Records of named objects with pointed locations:
────────────────

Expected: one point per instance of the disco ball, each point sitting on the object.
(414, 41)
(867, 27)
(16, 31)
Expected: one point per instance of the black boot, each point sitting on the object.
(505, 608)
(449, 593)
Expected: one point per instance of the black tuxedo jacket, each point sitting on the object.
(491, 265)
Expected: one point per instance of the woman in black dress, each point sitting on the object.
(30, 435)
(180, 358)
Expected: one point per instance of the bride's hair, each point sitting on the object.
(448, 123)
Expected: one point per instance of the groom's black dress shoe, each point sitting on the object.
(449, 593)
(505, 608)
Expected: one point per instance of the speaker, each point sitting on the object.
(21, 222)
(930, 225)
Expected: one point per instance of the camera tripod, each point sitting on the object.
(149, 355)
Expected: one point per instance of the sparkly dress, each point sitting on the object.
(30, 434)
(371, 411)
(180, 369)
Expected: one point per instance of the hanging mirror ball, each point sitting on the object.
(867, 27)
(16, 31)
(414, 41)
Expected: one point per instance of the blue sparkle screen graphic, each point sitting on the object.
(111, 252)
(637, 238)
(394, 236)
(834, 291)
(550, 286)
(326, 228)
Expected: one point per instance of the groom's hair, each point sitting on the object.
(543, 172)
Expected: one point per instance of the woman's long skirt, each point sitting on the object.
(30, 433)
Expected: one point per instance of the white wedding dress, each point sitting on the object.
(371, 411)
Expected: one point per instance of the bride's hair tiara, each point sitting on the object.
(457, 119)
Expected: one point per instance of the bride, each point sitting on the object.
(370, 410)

────────────────

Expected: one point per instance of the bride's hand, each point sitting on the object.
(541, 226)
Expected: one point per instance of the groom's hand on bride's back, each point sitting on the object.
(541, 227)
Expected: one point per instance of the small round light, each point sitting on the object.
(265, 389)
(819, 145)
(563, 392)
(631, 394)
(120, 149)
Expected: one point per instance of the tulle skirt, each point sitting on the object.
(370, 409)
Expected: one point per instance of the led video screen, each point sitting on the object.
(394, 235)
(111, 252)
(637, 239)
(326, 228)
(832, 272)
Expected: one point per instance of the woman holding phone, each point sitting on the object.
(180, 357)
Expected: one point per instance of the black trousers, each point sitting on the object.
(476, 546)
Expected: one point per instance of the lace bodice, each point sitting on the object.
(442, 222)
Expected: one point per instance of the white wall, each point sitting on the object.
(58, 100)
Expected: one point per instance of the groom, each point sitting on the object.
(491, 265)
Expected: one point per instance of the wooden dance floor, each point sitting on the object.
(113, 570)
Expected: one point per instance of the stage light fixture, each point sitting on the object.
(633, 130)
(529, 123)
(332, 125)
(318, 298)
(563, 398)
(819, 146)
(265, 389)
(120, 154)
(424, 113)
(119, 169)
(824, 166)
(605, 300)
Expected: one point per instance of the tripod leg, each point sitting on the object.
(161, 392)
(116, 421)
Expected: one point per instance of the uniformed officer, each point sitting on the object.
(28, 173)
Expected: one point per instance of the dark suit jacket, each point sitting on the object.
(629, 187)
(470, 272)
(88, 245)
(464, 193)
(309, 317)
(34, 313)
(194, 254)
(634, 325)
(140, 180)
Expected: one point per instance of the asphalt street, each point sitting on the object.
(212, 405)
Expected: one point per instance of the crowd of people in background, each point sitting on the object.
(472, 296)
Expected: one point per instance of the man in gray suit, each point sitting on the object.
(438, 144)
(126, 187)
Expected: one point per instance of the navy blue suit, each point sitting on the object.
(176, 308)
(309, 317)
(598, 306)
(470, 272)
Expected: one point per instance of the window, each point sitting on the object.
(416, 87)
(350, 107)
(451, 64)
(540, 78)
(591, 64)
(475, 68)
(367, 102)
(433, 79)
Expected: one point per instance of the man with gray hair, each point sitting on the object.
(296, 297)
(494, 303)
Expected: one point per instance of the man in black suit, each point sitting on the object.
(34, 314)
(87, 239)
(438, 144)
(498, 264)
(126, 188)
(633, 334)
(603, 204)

────────────────

# [Problem to work on]
Filter the entries down to every line that contains the word "skirt", and copy each of those lines.

# [Expected output]
Expected: one point per instance of the woman's long skirt, each point sitting on the object.
Expected: one point per instance of the tulle skirt, each point sitting on the object.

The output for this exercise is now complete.